▸ **Texte extrait**
+--

Le chef-d’œuvre inoxydable de Mozart n’échappe pas aux relectures sulfureuses et cérébrales suscitant généralement le scandale chez nombre de spectateurs détestant être malmenés – à ce titre, la production signée Marthaler constitue un cas d’école. Mais le travail de Jean-François Sivadier rassure et réjouit à la fois. Ni conservateur, ni provocateur, ni véritablement moderne, encore moins encombré de symboles (et pour une fois sans vidéo), ce spectacle virtuose, sans transposition particulière, porte la griffe d’un metteur en scène personnel. Sivadier caractérise avec finesse les multiples relations entre les protagonistes et exploite tout le comique de situation que recèle cette pièce. Mais n’est-ce pas le minimum que l’on attend dans Les Noces de Figaro ? Une agitation permanente – tout ce petit monde court en tous sens et les portes claquent allégrement –, du burlesque, des mimiques impayables et ce zeste de poésie visuelle qui rend un spectacle inoubliable : cette Folle Journée n’a jamais aussi bien porté son nom. Du pur théâtre musical dont le souffle ne fléchit jamais.
Pour les décors, Alexandre de Dardel a fait simple et ingénieux : une multitude d’objets, dont des toiles peintes (Jean-Baptiste Marot), déplacés de visu au fil de l’action par deux techniciens, de ce fait membres à part entière du spectacle. Un (presque) rien suffit à créer l’illusion d’une chambre à coucher, d’un jardin ou d’une salle de fêtes, d’autant plus que les judicieux éclairages de Philippe Berthomé rendent justice aux teintes chaudes de cette nouvelle production.

+--

▸ **Consigne 1**
Répondez aux questions suivantes d'après la critique des Noces de Figaro :
(a) Quelle production le texte présente-t-il comme un cas d'école des relectures qui font scandale ?
(b) De quoi le spectacle de Sivadier est-il dépourvu « pour une fois » ?
(c) Qui signe les éclairages de cette nouvelle production ?
▸ **Consigne 2**
Reprenez la critique des Noces de Figaro mises en scène par Jean-François Sivadier à la suite de sa dernière phrase.
Les données n'interviennent nullement ici.

+--

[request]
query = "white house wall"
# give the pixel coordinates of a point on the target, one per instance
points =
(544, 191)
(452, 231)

+--

▸ **Résultat de l'exercice 1**
(a) La production signée Marthaler.
(b) De vidéo.
(c) Philippe Berthomé.

▸ **Résultat de l'exercice 2**
Pas de Noces réussies sans une distribution de haut vol. Celle à l’œuvre, jeune et enthousiaste, épate par son haut niveau vocal autant que par son talent d’acteur – il convient de saluer le soin porté aux récitatifs accompagnés au pianoforte (Benoît Hartoin). Aucun ne s’économise et n’accuse de sérieuses carences, chacun croquant son personnage avec bonheur : Suzanne charmante (autant qu’excellente chanteuse) d’Hélène Guilmette, Figaro truculent de Matthew Rose, Chérubin, comme il se droit, maladroit, sensible et éperdu d’amour, de Kate Lindsey, Comte et Comtesse non moins remarquables de Jacques Imbrailo et Nicole Easton, Barberine craquante d’Hanna Bayodi-Hirt. Déboulant sur scène pot de fleurs en main, Christian Tréguier campe un Antonio savoureusement caricatural, archétype du vieux jardinier échevelé. Le Concert d’Astrée, sur instruments anciens, et sa fondatrice Emmanuelle Haïm, qui dirige son premier opéra de Mozart, interagissent en totale osmose avec le plateau. La prestation électrisante de cette formation en résidence épouse l’action sans baisse de régime et se montre, surtout collectivement, à la hauteur de cette partition inépuisable.
Bref, ces Noces musicalement et scéniquement abouties, et qui se dégustent le sourire aux lèvres, ne sont à manquer sous aucun prétexte. Il est encore temps d’y assister !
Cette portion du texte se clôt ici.